■ Instructions for the task ■
Return every line of the lines below that contains the word "pedestal", copying each one unchanged.

■ Dataset content ■
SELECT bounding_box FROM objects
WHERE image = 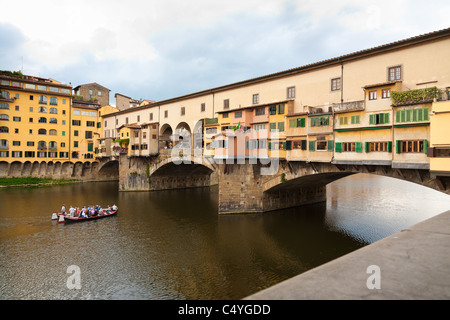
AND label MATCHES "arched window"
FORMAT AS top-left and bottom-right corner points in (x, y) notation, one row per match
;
(38, 141), (47, 150)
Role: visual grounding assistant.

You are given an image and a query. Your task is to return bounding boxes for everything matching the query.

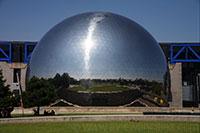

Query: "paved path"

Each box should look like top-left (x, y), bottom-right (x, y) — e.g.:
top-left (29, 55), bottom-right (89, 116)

top-left (0, 115), bottom-right (200, 123)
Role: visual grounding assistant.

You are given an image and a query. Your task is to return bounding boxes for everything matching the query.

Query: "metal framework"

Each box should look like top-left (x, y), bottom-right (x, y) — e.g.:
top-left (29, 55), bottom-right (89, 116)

top-left (24, 42), bottom-right (36, 64)
top-left (0, 42), bottom-right (12, 63)
top-left (170, 43), bottom-right (200, 64)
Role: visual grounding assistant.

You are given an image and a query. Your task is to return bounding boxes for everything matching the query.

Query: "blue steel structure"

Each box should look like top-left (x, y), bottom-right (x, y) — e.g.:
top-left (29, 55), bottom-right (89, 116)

top-left (24, 42), bottom-right (36, 64)
top-left (170, 43), bottom-right (200, 64)
top-left (0, 41), bottom-right (200, 64)
top-left (0, 42), bottom-right (12, 63)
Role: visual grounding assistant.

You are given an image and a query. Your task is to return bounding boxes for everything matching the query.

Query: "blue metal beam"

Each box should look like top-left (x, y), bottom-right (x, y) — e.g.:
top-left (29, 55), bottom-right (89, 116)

top-left (0, 42), bottom-right (12, 63)
top-left (170, 43), bottom-right (200, 64)
top-left (24, 42), bottom-right (36, 64)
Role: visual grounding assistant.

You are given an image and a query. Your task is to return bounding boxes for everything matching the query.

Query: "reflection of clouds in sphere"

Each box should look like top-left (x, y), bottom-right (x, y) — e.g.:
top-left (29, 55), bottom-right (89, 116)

top-left (30, 12), bottom-right (167, 81)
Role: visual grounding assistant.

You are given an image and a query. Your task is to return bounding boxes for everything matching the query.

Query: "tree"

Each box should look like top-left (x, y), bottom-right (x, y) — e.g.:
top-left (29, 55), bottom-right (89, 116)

top-left (0, 70), bottom-right (14, 117)
top-left (23, 77), bottom-right (56, 115)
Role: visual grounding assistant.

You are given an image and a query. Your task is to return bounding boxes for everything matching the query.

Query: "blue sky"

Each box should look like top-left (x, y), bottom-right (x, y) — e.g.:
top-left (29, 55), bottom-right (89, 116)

top-left (0, 0), bottom-right (200, 42)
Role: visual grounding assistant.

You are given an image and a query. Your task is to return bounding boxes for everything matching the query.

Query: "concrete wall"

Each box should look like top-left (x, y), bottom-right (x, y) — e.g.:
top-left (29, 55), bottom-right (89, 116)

top-left (0, 62), bottom-right (27, 91)
top-left (169, 63), bottom-right (182, 107)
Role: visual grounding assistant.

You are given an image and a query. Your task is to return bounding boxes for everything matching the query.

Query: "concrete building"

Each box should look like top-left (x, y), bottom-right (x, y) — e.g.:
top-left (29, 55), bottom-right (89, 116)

top-left (0, 41), bottom-right (200, 107)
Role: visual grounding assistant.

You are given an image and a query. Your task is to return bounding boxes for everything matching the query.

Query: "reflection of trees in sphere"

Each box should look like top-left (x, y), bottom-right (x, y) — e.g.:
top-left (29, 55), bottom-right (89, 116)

top-left (29, 12), bottom-right (170, 106)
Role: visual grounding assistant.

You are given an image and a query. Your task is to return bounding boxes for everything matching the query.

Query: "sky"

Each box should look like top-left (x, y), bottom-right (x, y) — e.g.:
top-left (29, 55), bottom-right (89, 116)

top-left (0, 0), bottom-right (200, 42)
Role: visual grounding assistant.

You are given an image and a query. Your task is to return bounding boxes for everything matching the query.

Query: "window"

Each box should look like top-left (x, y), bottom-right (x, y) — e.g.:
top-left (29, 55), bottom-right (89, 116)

top-left (13, 69), bottom-right (21, 83)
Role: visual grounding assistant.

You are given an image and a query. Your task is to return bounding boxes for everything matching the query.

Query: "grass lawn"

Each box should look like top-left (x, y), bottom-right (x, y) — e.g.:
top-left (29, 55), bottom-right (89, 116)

top-left (70, 85), bottom-right (129, 92)
top-left (0, 121), bottom-right (200, 133)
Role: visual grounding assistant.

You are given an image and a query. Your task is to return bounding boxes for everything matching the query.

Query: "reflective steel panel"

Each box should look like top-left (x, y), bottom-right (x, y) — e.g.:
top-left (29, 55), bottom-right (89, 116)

top-left (29, 12), bottom-right (168, 106)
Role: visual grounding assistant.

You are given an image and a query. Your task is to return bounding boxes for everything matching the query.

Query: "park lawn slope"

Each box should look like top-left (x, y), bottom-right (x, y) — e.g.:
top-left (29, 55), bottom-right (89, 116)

top-left (0, 121), bottom-right (200, 133)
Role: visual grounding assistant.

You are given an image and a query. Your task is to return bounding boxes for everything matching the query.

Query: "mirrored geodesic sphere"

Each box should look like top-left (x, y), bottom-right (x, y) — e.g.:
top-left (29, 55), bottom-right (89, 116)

top-left (29, 12), bottom-right (168, 104)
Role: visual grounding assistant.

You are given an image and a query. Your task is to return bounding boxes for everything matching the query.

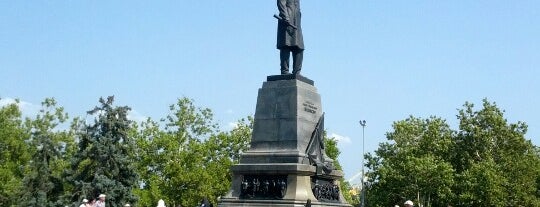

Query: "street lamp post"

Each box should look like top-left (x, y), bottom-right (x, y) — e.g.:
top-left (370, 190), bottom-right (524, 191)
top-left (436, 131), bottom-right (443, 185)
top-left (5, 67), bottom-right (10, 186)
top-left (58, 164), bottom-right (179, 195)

top-left (360, 120), bottom-right (366, 207)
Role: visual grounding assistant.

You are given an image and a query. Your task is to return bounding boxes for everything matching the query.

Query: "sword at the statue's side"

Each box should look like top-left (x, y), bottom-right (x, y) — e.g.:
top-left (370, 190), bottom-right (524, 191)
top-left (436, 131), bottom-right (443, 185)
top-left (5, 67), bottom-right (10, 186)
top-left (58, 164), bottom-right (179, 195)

top-left (274, 14), bottom-right (298, 29)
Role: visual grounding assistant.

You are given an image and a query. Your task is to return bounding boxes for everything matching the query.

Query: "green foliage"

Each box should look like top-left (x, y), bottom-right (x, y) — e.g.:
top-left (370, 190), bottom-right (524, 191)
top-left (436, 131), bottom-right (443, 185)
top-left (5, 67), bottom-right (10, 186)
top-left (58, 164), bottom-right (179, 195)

top-left (0, 103), bottom-right (30, 206)
top-left (136, 98), bottom-right (253, 206)
top-left (324, 136), bottom-right (359, 205)
top-left (366, 100), bottom-right (540, 206)
top-left (68, 97), bottom-right (138, 207)
top-left (19, 98), bottom-right (73, 206)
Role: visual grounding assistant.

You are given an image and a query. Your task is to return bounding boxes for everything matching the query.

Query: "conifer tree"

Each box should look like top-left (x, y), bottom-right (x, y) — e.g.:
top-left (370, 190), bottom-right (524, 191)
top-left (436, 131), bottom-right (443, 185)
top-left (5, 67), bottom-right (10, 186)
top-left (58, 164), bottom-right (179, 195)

top-left (69, 96), bottom-right (137, 207)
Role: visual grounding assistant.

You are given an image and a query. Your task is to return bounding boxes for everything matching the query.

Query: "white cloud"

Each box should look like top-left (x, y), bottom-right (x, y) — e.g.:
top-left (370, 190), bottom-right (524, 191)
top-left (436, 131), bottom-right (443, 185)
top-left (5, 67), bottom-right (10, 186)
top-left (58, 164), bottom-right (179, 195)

top-left (329, 133), bottom-right (352, 144)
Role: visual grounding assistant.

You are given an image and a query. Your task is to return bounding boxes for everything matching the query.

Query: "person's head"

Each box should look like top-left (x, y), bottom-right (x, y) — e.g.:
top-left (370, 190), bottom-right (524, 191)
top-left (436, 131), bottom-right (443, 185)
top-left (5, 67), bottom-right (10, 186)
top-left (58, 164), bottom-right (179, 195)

top-left (404, 200), bottom-right (414, 207)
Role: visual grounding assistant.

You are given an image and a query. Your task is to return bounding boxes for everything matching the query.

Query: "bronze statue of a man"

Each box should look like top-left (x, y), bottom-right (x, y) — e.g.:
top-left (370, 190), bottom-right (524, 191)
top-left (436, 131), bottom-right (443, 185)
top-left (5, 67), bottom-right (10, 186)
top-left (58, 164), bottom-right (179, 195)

top-left (276, 0), bottom-right (304, 74)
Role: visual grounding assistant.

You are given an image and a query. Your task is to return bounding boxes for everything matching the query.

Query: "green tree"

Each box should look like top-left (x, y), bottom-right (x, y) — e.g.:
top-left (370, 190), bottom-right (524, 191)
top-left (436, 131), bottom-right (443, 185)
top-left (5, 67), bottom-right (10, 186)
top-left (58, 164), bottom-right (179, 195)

top-left (366, 100), bottom-right (540, 206)
top-left (324, 135), bottom-right (359, 206)
top-left (69, 96), bottom-right (138, 207)
top-left (19, 98), bottom-right (72, 206)
top-left (366, 117), bottom-right (454, 206)
top-left (453, 99), bottom-right (540, 206)
top-left (0, 101), bottom-right (30, 206)
top-left (134, 98), bottom-right (252, 206)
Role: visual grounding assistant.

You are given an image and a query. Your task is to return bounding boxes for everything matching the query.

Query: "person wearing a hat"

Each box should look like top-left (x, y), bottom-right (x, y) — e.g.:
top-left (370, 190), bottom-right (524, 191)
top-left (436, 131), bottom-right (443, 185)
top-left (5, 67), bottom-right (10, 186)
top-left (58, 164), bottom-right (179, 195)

top-left (79, 198), bottom-right (88, 207)
top-left (96, 194), bottom-right (106, 207)
top-left (404, 200), bottom-right (414, 207)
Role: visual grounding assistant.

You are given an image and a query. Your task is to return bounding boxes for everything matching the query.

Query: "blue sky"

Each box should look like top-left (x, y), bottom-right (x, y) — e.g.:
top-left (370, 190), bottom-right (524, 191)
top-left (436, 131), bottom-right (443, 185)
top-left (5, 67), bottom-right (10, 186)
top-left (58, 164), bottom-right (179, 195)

top-left (0, 0), bottom-right (540, 184)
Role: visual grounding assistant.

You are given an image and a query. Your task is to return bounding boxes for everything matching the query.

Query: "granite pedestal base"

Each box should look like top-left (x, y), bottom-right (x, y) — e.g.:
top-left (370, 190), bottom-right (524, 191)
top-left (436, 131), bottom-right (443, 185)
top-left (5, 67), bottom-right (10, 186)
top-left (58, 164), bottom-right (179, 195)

top-left (218, 75), bottom-right (351, 207)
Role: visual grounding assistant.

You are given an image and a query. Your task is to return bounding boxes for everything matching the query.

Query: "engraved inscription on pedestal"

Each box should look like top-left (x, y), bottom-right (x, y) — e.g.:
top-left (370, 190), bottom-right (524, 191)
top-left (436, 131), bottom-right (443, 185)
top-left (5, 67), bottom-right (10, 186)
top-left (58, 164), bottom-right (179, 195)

top-left (240, 175), bottom-right (287, 199)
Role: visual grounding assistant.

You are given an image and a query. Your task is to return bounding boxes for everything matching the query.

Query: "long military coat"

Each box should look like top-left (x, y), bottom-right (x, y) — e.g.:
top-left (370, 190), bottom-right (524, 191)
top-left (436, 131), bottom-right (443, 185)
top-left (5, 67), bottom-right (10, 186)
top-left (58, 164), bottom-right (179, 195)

top-left (276, 0), bottom-right (304, 49)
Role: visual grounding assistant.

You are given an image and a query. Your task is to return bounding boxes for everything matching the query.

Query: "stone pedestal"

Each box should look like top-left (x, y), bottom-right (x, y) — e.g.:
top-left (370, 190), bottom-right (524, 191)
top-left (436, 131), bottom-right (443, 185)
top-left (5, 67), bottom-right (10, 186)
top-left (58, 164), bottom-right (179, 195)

top-left (218, 75), bottom-right (350, 207)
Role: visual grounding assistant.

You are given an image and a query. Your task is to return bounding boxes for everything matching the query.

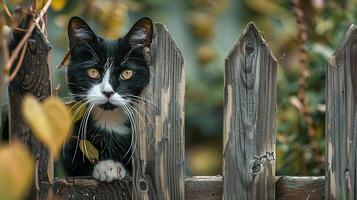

■ Task response ■
Query: "granite pedestal base"
Query: "engraved inscription on pedestal"
Query: "stone pedestal"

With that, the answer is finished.